Source passage
◆ ◆ ◆ ◆
FWIW In the past I have seen similar odd issues with commercial web servers where certain IP ranges are incorrectly load balanced. The initial HTTP connections are made but no content is delivered because of problems distributing the request at the server end.

The solution is for the site to sort their load balancer configuration (which only Tivo would know about and may be a red herring) but a 'workaround' for some customers was restarting their broadband modem (to refresh the WAN side DCHP IP address) so the next request loses any user session persistence.

Anyway might be worth unplugging your modem for a few minutes and trying again if you're not on a fixed IP.


----------



## Pete77 (Aug 1, 2006)

My Cachecard installed networked Tivo has bang up to date guide data collecting it over my ADSL broadband connection via its wired connection to my router.


----------



## DJBlack (Dec 18, 2002)

Hi Guys - a small update...

OK, I went through various combinations of the phone dialup with no success.
◆ ◆ ◆ ◆
Given data

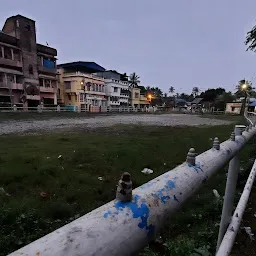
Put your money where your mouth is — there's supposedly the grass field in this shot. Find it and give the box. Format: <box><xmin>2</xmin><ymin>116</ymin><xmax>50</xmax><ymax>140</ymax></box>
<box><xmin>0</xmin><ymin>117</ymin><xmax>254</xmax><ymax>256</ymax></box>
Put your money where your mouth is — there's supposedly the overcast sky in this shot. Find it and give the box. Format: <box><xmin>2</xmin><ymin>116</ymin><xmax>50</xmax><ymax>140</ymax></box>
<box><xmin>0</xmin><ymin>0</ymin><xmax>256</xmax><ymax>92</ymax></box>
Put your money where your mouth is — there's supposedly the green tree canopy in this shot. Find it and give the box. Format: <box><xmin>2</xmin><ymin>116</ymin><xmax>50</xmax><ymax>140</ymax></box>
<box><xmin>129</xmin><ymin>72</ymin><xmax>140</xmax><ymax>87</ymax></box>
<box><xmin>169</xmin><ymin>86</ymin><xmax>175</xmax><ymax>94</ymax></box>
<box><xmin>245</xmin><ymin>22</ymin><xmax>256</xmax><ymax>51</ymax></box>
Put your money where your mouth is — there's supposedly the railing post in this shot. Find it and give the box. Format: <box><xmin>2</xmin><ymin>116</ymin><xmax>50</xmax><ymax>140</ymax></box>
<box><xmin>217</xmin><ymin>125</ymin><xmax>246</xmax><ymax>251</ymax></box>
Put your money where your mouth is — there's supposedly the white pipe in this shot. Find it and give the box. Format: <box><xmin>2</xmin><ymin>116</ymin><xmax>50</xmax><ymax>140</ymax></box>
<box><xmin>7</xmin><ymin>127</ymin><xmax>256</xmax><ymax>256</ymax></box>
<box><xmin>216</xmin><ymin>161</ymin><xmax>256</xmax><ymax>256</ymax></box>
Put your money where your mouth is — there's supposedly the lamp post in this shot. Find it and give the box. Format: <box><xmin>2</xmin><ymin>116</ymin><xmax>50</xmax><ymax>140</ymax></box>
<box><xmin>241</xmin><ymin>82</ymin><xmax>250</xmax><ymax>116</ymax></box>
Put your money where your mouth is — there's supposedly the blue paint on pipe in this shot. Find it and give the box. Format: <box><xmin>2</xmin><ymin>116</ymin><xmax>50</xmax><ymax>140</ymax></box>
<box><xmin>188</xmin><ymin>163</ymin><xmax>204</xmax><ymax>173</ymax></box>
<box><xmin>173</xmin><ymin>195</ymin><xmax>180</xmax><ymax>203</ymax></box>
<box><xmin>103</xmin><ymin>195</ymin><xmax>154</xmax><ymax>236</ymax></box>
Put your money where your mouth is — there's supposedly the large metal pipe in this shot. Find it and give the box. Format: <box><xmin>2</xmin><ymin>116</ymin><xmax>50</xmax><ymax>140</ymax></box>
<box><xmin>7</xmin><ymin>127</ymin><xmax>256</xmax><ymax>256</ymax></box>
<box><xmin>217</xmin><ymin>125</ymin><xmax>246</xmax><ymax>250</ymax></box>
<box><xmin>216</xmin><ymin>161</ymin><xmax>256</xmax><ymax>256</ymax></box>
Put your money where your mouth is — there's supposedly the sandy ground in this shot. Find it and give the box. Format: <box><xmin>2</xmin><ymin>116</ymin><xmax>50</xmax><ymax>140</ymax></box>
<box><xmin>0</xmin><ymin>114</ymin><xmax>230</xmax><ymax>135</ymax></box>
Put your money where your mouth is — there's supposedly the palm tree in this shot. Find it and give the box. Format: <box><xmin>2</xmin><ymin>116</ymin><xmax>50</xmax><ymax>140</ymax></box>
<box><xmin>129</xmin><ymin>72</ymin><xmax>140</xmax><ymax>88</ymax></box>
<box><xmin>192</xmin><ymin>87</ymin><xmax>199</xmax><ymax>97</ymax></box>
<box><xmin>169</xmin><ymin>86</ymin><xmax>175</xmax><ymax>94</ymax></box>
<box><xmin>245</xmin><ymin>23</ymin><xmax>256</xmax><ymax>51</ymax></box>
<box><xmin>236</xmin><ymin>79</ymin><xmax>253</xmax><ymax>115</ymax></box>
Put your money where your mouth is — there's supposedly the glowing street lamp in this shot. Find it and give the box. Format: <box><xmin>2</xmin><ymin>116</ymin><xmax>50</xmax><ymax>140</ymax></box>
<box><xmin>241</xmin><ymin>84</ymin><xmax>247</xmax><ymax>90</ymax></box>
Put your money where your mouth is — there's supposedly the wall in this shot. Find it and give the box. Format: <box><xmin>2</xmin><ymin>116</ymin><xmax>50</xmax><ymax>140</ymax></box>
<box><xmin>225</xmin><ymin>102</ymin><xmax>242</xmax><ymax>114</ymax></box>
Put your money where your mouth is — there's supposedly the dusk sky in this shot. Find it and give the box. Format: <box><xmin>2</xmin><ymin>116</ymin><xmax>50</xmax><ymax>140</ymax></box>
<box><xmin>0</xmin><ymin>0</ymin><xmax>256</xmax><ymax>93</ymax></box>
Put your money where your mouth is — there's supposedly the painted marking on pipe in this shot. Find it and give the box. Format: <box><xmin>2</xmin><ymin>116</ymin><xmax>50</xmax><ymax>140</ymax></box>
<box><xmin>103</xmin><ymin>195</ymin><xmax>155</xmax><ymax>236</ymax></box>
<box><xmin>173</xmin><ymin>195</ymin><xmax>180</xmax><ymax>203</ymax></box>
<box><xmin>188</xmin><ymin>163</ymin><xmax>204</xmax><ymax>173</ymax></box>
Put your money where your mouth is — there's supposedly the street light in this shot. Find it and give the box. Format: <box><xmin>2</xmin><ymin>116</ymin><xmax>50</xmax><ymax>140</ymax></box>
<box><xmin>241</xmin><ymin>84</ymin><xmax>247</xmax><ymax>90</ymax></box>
◆ ◆ ◆ ◆
Goals
a. Answer these about the TiVo forum thread:
(i) What device did the first poster say some customers restarted as a workaround?
(ii) How does Pete77's TiVo collect its guide data?
(iii) What did DJBlack try various combinations of, with no success?
b. Can you carry the TiVo forum thread on past DJBlack's last sentence?
The items come from a separate source.

Response list
a.
(i) Their broadband modem.
(ii) Over an ADSL broadband connection, through its wired connection to the router.
(iii) The phone dialup.

b.
I spent hours looking for my original tivo drive which I do have somewhere safe... (yeh, somewhere... had theattic emptied looking for it!) to no avail, so took the old 40gb out of my "development" tivo and plugged it into "production" tivo... and away it went without problem.

So - what do I know..? "production" tivo hardware and cable connections/router/isp etc etc are all fine... its something else!

I will try Mr Tickle's suggestion - a great idea...


AMC - had not considered that... good trick to know. Given that I am using the same turbonet (same mac) I guess that is not the issue here... trick noted however for future!


What I cannot "get" is what broke and why.... I have not made changes to the "production" tivo since the beta of the suggestions fix appeared.... months ago.

I really dont want to loose my recordings, thumbs or passes.... but if I cant fix it, seems like restoring the other tivo image on the other drive is my way out.

This just feels like a Microsoft fix...reboot it... if that fails, rebuild it... I hate that... you just never find out what went wrong.

Any other thoughts most welcome.
David


----------



## AMc (Mar 22, 2002)

DJBlack said:


> Hi Guys - a small update...
> AMC - had not considered that... good trick to know. Given that I am using the same turbonet (same mac) I guess that is not the issue here... trick noted however for future!
> 
> snip
> ...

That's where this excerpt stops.